[DATA TO PROCESS]
# # #

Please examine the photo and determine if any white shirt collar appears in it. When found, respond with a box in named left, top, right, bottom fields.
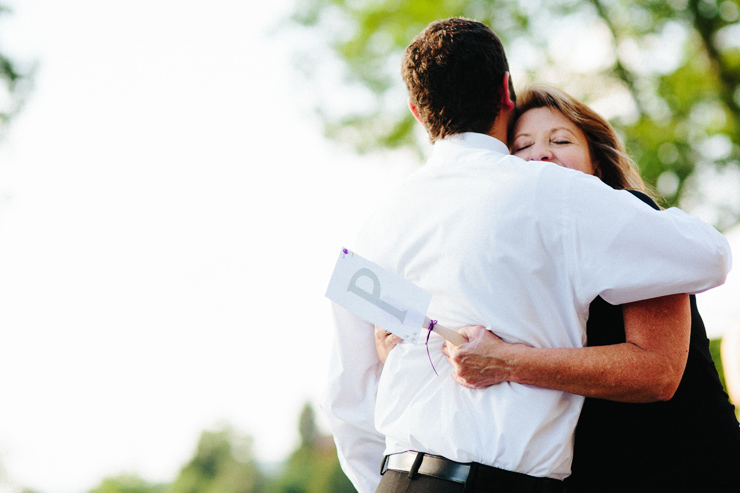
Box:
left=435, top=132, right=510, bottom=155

# # #

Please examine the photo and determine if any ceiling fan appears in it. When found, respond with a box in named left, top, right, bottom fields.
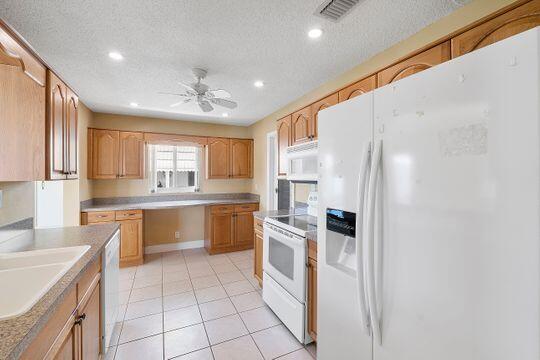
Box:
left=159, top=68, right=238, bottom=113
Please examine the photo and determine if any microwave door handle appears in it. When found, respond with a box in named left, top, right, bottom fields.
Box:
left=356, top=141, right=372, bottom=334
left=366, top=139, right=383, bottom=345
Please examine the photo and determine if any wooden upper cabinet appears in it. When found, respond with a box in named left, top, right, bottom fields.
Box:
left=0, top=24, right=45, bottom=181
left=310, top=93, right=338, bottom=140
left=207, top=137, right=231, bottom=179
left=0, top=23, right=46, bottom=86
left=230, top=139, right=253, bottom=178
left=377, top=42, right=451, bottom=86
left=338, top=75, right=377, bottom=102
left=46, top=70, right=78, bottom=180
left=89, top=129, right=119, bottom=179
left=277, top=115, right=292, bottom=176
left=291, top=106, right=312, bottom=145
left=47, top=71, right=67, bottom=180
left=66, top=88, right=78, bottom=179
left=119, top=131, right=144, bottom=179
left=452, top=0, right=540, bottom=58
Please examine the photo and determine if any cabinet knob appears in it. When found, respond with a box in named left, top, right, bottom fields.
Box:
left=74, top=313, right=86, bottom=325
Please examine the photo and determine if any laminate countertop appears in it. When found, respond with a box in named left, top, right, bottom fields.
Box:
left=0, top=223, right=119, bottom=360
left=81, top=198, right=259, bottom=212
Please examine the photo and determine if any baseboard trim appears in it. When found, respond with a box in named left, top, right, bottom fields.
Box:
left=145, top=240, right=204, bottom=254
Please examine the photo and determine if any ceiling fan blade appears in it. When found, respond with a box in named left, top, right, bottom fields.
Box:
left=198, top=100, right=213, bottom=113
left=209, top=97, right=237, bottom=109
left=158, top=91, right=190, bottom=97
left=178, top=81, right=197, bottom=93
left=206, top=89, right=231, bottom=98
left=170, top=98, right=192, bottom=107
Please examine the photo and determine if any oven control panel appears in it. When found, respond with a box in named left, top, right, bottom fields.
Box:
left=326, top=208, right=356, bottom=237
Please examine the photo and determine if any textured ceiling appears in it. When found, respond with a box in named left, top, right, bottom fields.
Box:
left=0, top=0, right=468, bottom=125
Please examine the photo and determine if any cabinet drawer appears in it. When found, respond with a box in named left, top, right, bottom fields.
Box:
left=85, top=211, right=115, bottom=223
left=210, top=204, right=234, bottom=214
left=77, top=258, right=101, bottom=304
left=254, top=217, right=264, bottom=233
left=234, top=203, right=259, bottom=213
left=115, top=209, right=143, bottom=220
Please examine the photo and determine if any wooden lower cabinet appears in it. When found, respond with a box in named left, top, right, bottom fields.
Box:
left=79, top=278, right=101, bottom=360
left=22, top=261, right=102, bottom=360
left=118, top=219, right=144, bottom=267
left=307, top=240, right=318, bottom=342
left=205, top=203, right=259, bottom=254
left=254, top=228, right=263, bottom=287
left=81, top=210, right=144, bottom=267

# # #

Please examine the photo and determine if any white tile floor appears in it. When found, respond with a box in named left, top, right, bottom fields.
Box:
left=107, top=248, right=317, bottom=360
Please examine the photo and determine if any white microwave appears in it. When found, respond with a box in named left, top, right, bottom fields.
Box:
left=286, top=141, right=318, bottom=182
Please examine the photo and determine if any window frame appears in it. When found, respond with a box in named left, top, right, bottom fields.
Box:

# # #

[YOUR OBJECTIVE]
Across the whole listing above, find every line with the string "microwave" and copy it.

[WRITTEN RESPONSE]
Please examine the photo and determine if any microwave door handle appears in it. When found, respond with a box in named left, top, right, bottom fields.
Please examine the photo and determine if any white microwave appears in it. When found, respond with a box in named left, top, right, bottom fields.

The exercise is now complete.